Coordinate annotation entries
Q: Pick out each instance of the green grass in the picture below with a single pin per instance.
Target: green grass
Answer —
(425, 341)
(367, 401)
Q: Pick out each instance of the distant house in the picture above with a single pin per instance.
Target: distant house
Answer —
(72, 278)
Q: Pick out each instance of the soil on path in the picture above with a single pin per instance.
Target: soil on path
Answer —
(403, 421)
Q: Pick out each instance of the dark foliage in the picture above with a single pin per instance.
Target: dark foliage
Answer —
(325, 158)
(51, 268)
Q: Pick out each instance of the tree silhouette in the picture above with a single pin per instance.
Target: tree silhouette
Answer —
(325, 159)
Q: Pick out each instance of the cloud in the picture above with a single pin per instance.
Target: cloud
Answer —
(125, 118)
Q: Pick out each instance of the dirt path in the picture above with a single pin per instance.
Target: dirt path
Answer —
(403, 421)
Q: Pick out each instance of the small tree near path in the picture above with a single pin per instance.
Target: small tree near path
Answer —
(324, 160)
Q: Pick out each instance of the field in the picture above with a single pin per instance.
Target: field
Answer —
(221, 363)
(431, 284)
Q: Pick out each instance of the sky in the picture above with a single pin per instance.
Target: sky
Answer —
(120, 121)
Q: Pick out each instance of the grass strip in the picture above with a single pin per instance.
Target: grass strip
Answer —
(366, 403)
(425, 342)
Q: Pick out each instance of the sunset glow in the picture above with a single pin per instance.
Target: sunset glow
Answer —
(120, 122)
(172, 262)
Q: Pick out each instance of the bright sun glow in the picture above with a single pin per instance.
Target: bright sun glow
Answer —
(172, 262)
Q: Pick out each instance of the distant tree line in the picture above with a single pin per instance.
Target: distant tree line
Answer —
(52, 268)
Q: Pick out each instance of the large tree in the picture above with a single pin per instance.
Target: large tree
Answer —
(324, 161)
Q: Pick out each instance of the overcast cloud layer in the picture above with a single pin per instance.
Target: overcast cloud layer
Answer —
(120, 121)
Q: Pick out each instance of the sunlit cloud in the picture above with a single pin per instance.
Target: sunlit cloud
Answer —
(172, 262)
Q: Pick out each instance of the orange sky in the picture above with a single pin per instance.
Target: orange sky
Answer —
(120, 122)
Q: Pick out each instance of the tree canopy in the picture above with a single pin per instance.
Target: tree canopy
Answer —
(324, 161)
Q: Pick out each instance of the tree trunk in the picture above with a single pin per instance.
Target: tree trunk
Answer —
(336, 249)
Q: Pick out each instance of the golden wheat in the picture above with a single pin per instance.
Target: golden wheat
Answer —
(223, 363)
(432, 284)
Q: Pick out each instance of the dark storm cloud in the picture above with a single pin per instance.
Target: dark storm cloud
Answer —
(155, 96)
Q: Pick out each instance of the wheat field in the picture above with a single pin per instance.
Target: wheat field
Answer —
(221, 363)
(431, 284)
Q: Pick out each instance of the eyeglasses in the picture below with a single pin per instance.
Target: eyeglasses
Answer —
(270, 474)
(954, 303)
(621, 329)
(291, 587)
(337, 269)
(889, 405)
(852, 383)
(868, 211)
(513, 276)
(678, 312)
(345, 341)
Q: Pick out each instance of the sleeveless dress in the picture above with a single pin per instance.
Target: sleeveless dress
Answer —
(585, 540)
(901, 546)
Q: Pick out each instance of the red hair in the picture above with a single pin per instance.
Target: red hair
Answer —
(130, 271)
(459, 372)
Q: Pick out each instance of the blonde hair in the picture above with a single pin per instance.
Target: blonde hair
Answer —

• [PROBLEM TO WORK ON]: Reproduce every one of the entries above verbatim, keeping each line unchanged and in its original order.

• [SOLUTION TO THE PROBLEM]:
Q: Pick out each instance of the green grass in the picture below with a single pin per instance.
Target: green grass
Answer —
(425, 341)
(367, 401)
Q: Pick out each instance of the distant house in the picture above with a single pin per instance.
Target: distant house
Answer —
(72, 278)
Q: Pick out each instance of the soil on path in the picture above with a single pin per instance.
Target: soil on path
Answer —
(403, 421)
Q: Pick out each instance of the dark foliage in the picture above with a single pin per instance.
Target: dark foliage
Answer —
(325, 158)
(51, 268)
Q: Pick out each instance of the tree silhouette in the picture above with a single pin per instance.
Target: tree silhouette
Answer —
(325, 159)
Q: Pick out each instance of the cloud in the picture above with a single pin per instance.
Target: cloud
Answer —
(125, 118)
Q: Pick out each instance of the dirt path in the picture above with a single pin per instance.
Target: dirt path
Answer —
(403, 421)
Q: Pick out each instance of the small tree near path in the picture above with a single pin per instance.
Target: small tree near path
Answer —
(324, 160)
Q: Pick out each instance of the field in the picture above with a single pin per instance.
Target: field
Answer —
(221, 363)
(431, 284)
Q: Pick out each instance of the sky in the picture above with a single pin per instance.
Target: sky
Answer —
(120, 121)
Q: Pick out each instance of the grass strip in the picture above with a single pin per instance.
Target: grass strip
Answer —
(366, 403)
(425, 342)
Q: Pick out each instance of the sunset glow in the picture above with a single pin per instance.
Target: sunset glow
Answer —
(120, 122)
(172, 262)
Q: Pick out each instance of the bright sun glow in the picture above with a single pin per instance.
Target: bright sun glow
Answer —
(172, 262)
Q: Pick out each instance of the distant tree line in the picture above with a single pin per instance.
Target: distant tree line
Answer —
(52, 268)
Q: Pick out each instance of the large tree in the picture above with a single pin per instance.
Target: large tree
Answer —
(324, 161)
Q: Pick out each instance of the overcast cloud layer in the picture above with a single pin per instance.
Target: overcast cloud layer
Answer —
(120, 121)
Q: Pick out each instance of the sunlit cloud in the picture above with a single pin per instance.
Target: sunlit cloud
Answer —
(172, 262)
Q: Pick out each instance of the orange sky in the picture above with a single pin per instance.
Target: orange sky
Answer —
(120, 122)
Q: Pick out each instance of the tree canopy in the picture above with a single pin per instance.
Target: tree canopy
Answer —
(324, 161)
Q: Pick out each instance of the tree trunk in the picture above with a single pin per instance.
Target: tree trunk
Answer —
(336, 249)
Q: Pick out each instance of the golden wheat in the picture above with a single pin per instance.
Target: golden wheat
Answer —
(223, 363)
(432, 284)
Q: Pick out each instance of the dark storm cloud in the picture above with a single pin per instance.
Target: dark storm cloud
Answer —
(155, 96)
Q: Pick out each instance of the wheat field in the picture above with a single pin per instance.
Target: wheat field
Answer —
(221, 363)
(431, 284)
Q: Pick out each instance of the eyeglasses in the picture below with a single pin per instance.
Target: eyeglasses
Answer —
(270, 474)
(954, 303)
(621, 329)
(291, 587)
(337, 269)
(889, 405)
(852, 383)
(868, 211)
(513, 276)
(678, 312)
(345, 341)
Q: Pick out each instance of the sleeveless dress in the picture above with a single pin per instance.
Target: sleeveless dress
Answer —
(585, 540)
(901, 546)
Q: Pick out each instance of the red hair in the picture above with a single pin per instance.
Target: red hair
Answer —
(130, 271)
(459, 372)
Q: Pick out each instance of the blonde hair in the picture above with a single pin per instance.
Target: blonde hair
Answer —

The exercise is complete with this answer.